Challenge: Reproduce every record below exactly as written, leaving out any pictures.

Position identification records
========
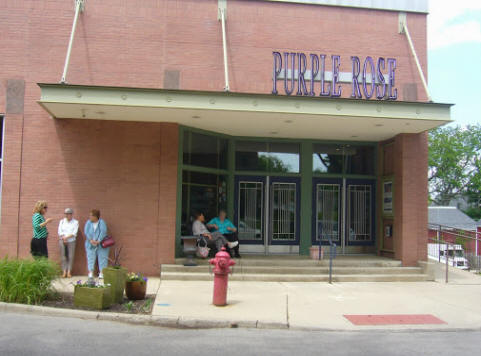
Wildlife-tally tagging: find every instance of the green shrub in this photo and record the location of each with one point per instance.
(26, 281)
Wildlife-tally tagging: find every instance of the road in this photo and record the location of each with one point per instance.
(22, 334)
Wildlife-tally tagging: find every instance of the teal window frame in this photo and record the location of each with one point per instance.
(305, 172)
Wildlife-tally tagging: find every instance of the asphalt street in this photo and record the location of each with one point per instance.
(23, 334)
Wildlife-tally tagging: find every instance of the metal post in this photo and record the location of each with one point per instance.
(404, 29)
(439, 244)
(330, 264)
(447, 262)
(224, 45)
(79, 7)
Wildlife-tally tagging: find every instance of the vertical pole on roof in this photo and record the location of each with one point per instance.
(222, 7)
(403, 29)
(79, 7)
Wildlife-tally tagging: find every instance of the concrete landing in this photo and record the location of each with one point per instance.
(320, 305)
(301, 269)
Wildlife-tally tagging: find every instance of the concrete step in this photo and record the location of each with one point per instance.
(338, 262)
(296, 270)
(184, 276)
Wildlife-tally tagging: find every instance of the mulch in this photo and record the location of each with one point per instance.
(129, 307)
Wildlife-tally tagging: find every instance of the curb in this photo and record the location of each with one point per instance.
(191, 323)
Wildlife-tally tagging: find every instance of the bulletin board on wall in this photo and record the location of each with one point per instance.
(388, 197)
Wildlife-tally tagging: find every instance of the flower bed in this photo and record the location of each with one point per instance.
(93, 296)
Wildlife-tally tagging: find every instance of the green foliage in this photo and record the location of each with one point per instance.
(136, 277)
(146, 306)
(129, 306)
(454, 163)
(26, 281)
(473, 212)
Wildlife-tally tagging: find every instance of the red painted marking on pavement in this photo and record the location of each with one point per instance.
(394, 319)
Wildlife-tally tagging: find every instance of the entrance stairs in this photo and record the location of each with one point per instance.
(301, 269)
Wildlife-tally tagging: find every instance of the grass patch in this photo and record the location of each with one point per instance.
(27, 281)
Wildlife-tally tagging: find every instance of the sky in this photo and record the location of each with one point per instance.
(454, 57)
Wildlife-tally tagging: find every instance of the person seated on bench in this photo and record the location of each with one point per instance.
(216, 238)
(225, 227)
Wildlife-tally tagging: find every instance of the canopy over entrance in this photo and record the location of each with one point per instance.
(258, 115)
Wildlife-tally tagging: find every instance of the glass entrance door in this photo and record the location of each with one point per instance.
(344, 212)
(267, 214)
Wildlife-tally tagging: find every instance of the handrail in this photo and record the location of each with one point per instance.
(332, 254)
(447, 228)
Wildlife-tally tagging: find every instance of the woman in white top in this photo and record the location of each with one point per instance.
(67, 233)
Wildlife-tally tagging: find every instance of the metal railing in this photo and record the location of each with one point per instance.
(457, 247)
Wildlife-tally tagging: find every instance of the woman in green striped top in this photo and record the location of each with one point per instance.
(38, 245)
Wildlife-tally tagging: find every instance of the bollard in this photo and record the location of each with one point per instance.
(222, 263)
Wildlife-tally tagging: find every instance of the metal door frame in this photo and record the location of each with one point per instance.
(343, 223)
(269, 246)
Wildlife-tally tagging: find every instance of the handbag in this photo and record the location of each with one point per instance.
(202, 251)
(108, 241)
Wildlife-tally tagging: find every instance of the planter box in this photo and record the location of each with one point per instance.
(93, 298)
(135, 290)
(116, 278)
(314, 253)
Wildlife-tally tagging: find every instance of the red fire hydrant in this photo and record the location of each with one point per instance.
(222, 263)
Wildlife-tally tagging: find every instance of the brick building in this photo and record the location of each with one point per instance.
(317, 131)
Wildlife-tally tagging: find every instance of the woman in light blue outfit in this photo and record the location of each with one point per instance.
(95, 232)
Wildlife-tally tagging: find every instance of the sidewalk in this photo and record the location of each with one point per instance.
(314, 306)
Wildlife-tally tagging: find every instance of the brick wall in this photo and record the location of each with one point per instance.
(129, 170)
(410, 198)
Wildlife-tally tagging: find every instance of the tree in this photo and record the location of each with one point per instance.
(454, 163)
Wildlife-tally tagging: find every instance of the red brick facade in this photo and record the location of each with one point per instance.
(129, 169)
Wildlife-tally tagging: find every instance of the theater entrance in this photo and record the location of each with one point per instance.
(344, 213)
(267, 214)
========
Solution to this exercise:
Wildlife-tally tagging: find every instance of the green shrub in this photo and record the location of each with one point per instance.
(26, 281)
Wildlife-tally tagging: find every instance of the road in this photo and record the location of each with one point per instance.
(22, 334)
Wildlife-tally tagging: find every instance of the teal window frame in this photo and record the location of each with one point per instance.
(305, 172)
Wildlife-tally tagging: find every instance of the asphalt street in this photo and record the location of each with one point per instance.
(23, 334)
Wildlife-tally tagging: find every instance of the metal post in this photo and record the location of each with one point per instance.
(404, 29)
(439, 244)
(330, 264)
(447, 262)
(224, 45)
(79, 7)
Wildlife-tally tagging: find every instance of the vertical pole on roof in this photo and record the location of each with one point per instance.
(222, 7)
(403, 29)
(79, 7)
Wildlife-tally tagging: find every instance of the concrete landing in this photo and record the location of each with one point per instance.
(320, 305)
(301, 269)
Wildlife-tally tagging: find every instance of the concrete step in this photo and record the location of each with one point per instance.
(338, 262)
(296, 270)
(184, 276)
Wildlife-tally tagging: find every instance of the mulch in this photo and record the location of each with one point per instance.
(129, 307)
Wildlife-tally tagging: find every instance of the curb in this photo and record the location of each with one point per instance.
(191, 323)
Wildlife-tally tagging: find every instance of the bulletin board on wall in this photo and record the location of each with one point per instance.
(388, 197)
Wildlife-tally tagging: find every instance of the flower bed in this photo and record the location of each with one point per instance.
(93, 296)
Wildlife-tally tagging: find every instance of the green foliage in this photo and record the location of each with one point per instance.
(136, 277)
(146, 306)
(129, 306)
(454, 163)
(26, 281)
(473, 212)
Wildlife-tally tagging: find every instance of the red painted marking on pavement in this photo and record the location of each with one point per instance.
(394, 319)
Wildlife-tally tagging: find every instance of the entrance stairs in this photo and record the location of each with one point per instance.
(301, 269)
Wildlife-tally tagging: find every instance of the grass patch in this photo and record the location of each with one point per instance.
(27, 281)
Wildlife-tally tagging: find every instance of the sky in this photo and record the location of each with one point per instance.
(454, 57)
Wildlife-tally tagging: find every instance of the person seated on bench in this photo and record the location of each with one point per instance.
(216, 238)
(225, 227)
Wildlife-tally tagging: find every instance of the canopy over entrance in this photo and record the location of each with one point per instance.
(258, 115)
Wildlife-tally tagging: find every instance of the glass entrance door in this photo and record the location of each with one point per instance.
(344, 212)
(267, 214)
Wildlife-tally tagging: find every instance of the handrail in this photo and record the location of each with one point per instance.
(332, 254)
(447, 228)
Wildlife-tally tagging: find every instance of the woman in white top in this photo and record the location of each with one point per instance.
(67, 233)
Wildlife-tally tagging: find every instance of the metal railing in this photo and record the location of each with one point per instance.
(457, 247)
Wildlife-tally tagging: find every instance of the woman in green striped top in this photo and record the location of each with one point per instance.
(38, 245)
Wildlife-tally tagging: find every instance of the bollard in this photo and record the location of each with one point per instance.
(222, 263)
Wildlife-tally tagging: find every instance of the metal door frame in this photo and record the location of each with one point per instance.
(343, 223)
(269, 246)
Wildlife-tally tagging: find every instance of the handbag in this photo and record the location of each with one point per instance.
(202, 251)
(108, 241)
Wildlife-tally tagging: find every instance of the planter box in this photo and record the location of each with one point per instance.
(93, 298)
(135, 290)
(116, 278)
(314, 253)
Wildlife-tally tagging: find every instance of the red fire hydrant in this photo and record the location of each with one point per instance.
(222, 263)
Wildlife-tally tagging: find every instance of the brick building in this photo and record the location of each with one point per instance.
(317, 131)
Wildlife-tally tagging: find every instance of the woman in light blue outfit in this photo and record the location of each with one point per instance.
(95, 232)
Wildlife-tally tagging: find every instance of the sidewalk in this photo and record the location of each with one point per instance.
(314, 306)
Wildlife-tally tagging: find every instance of the brick wall in this photo and record the location of each with one point per instance.
(129, 170)
(410, 198)
Wildlife-tally tagging: find every instance of the tree in this photo and record the location of each with one point per instance.
(454, 163)
Wildlife-tally tagging: find every instance of the red brick facade in this photo and record the location of each with one point per instance.
(129, 169)
Wildlife-tally tagging: find every instance of the theater entrance in this photo and record the location of each with one point per instance.
(344, 213)
(267, 214)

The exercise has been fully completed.